▸ **REQUEST**: Turn the items from the line containing "Each instance of the bride's bare" through the line containing "[343, 1083]" into a numbered list, leaving out any blank lines.
##########
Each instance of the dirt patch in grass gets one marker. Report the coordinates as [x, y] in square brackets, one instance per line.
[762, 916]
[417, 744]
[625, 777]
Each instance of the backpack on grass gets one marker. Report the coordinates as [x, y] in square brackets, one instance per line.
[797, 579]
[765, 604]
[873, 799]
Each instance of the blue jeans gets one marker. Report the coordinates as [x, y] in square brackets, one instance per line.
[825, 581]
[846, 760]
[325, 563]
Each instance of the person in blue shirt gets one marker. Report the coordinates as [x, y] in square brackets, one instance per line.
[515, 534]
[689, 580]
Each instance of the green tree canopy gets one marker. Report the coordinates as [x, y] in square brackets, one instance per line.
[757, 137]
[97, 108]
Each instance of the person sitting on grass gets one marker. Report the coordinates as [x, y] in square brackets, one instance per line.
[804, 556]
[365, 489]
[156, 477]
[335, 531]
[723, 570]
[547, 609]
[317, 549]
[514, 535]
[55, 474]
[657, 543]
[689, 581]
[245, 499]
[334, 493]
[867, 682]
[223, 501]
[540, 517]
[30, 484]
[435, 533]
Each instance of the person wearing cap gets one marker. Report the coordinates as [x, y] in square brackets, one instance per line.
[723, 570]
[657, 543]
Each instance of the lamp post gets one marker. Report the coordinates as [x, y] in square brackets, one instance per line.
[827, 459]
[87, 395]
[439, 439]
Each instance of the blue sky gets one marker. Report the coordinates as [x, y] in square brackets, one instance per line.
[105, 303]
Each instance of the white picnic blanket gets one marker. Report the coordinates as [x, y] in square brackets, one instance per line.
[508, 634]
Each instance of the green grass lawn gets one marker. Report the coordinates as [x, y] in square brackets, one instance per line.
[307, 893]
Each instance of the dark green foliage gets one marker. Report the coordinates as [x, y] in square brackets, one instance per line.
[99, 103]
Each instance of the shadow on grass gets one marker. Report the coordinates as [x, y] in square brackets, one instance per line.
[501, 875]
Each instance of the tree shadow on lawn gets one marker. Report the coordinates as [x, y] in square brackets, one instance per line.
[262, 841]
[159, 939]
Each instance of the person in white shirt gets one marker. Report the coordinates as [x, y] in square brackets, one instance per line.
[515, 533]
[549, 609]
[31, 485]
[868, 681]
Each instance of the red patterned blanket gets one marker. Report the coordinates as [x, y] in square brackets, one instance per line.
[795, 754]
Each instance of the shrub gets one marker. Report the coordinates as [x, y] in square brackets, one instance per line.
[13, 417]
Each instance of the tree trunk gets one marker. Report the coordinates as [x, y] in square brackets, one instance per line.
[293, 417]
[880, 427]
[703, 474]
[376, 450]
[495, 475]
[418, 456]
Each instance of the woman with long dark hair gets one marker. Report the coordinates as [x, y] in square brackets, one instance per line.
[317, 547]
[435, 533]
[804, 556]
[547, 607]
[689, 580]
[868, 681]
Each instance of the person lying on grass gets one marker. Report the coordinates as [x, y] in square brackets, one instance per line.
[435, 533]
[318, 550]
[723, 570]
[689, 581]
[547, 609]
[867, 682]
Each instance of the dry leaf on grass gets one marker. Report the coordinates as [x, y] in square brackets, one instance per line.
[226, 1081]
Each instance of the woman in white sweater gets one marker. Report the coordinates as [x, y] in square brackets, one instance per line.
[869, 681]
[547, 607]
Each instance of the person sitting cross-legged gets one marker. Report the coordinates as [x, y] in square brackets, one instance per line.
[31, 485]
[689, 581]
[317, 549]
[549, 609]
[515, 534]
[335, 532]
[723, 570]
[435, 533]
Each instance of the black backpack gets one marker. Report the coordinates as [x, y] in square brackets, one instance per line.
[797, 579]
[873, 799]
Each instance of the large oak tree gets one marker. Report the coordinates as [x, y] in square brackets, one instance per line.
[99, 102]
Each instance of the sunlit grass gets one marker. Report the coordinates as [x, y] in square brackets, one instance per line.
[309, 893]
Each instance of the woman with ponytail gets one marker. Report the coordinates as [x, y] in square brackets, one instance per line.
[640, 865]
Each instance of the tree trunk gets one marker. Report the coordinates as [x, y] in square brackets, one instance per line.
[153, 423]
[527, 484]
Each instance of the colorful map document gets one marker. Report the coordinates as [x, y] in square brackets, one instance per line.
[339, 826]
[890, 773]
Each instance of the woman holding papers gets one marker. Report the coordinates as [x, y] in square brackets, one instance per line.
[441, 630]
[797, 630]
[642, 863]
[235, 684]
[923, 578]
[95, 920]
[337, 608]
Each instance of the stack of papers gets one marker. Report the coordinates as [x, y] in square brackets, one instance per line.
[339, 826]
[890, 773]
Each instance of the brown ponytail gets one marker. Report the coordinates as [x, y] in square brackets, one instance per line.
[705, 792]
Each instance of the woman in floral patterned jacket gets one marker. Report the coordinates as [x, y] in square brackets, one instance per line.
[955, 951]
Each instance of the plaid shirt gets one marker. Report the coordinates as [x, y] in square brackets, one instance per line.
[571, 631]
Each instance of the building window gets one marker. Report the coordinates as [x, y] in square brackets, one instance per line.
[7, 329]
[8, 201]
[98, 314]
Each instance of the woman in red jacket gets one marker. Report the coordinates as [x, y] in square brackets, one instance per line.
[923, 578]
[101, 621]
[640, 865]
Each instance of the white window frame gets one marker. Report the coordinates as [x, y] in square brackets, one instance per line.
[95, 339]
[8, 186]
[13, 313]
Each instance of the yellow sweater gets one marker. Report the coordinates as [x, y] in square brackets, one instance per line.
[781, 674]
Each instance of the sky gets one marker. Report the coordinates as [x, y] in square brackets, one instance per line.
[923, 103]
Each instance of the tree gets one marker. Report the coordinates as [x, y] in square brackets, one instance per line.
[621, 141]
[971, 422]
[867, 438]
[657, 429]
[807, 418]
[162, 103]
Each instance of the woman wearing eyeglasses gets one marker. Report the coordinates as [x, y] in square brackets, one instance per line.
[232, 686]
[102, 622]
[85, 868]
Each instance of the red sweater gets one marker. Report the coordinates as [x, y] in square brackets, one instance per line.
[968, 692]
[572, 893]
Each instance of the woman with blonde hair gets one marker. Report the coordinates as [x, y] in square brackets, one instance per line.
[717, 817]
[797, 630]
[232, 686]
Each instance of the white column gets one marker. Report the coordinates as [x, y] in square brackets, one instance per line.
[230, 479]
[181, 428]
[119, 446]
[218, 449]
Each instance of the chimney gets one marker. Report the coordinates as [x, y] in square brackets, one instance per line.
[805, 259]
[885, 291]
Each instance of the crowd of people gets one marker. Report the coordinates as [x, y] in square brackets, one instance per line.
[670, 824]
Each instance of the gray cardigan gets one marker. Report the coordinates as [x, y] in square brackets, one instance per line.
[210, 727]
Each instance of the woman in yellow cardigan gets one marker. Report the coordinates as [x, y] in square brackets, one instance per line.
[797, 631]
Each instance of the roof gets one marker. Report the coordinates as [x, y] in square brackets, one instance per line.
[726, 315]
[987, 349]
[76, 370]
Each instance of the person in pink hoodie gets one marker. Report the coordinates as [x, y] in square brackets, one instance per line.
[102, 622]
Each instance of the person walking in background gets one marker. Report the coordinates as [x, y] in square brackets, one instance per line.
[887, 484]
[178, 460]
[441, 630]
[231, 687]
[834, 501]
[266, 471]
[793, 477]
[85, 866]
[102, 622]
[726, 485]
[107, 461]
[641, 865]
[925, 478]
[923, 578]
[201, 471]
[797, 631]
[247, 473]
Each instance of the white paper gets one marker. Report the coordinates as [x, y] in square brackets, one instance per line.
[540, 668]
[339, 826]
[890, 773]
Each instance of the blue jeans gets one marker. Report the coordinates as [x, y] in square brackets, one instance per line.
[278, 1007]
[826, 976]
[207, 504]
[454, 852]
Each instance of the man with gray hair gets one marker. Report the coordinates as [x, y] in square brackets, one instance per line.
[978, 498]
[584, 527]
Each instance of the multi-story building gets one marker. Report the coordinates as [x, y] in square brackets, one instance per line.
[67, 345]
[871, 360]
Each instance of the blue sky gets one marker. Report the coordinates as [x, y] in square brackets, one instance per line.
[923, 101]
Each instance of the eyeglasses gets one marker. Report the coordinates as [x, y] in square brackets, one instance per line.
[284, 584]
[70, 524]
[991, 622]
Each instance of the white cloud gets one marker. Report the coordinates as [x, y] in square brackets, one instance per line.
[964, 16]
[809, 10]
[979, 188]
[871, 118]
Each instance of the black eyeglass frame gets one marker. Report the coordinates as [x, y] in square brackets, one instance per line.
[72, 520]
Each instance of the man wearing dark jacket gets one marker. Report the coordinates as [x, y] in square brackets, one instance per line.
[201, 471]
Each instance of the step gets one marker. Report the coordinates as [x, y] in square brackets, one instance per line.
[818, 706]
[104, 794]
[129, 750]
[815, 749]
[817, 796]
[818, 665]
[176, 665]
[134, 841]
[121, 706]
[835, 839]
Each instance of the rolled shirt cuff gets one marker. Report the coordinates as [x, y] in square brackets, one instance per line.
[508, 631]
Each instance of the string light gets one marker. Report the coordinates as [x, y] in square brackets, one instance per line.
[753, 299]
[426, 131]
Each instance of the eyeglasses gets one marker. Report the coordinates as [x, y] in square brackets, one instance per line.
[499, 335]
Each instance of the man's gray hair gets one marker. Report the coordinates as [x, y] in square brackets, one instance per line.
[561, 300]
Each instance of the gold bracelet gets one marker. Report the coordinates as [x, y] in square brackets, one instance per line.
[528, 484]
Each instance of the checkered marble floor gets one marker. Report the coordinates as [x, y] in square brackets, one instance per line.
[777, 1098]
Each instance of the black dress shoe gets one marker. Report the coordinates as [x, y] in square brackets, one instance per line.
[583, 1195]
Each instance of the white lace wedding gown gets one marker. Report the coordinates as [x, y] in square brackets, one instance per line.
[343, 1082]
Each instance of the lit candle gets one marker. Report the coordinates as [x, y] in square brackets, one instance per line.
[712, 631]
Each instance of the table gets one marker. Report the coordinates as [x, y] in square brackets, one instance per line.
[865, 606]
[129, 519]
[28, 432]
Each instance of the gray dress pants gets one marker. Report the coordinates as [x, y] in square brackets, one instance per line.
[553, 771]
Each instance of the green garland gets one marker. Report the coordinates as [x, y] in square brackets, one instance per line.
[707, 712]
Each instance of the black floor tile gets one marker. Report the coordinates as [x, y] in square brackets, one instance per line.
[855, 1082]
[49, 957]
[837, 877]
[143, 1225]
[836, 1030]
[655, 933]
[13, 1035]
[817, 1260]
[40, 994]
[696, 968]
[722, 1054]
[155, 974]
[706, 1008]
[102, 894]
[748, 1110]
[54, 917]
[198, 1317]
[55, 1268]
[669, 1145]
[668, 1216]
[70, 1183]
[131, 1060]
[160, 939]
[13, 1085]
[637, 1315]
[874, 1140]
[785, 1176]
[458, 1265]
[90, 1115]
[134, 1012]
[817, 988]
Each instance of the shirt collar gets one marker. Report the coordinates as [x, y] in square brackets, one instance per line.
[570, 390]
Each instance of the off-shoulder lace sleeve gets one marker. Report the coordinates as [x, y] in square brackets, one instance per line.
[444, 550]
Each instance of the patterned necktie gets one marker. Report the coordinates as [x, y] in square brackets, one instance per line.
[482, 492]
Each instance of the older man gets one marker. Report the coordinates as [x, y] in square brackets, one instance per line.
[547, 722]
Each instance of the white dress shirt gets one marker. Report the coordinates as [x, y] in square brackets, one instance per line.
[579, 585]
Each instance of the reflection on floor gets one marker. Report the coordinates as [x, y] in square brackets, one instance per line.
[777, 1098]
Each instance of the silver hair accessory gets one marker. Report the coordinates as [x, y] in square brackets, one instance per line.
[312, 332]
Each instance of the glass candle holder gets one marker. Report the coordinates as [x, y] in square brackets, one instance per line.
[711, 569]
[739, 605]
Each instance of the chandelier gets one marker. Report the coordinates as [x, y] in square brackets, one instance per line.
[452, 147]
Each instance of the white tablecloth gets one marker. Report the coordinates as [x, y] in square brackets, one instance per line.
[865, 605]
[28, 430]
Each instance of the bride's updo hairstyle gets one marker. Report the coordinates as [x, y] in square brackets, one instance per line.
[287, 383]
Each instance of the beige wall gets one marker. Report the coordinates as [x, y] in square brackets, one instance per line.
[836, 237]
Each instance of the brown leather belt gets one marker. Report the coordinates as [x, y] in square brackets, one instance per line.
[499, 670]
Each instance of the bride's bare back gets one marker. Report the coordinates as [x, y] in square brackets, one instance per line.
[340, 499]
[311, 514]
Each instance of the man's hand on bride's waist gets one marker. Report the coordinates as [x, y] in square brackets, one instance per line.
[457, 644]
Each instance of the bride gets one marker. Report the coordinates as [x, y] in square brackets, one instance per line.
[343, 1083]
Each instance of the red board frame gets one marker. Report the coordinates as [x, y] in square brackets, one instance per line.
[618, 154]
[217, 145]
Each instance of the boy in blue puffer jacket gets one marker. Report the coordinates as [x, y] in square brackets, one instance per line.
##########
▸ **IN RESPONSE**:
1. Each instance of the bride's bare back gets one marker. Report the coordinates as [x, y] in square brackets, one instance per line.
2. [340, 499]
3. [311, 514]
4. Each instance of the man's hand on bride's waist gets one marker. Report the coordinates as [x, y] in square brackets, one instance per line.
5. [457, 644]
6. Each instance of the bride gets one marker. Report the coordinates as [x, y] in square brackets, one instance per line.
7. [343, 1083]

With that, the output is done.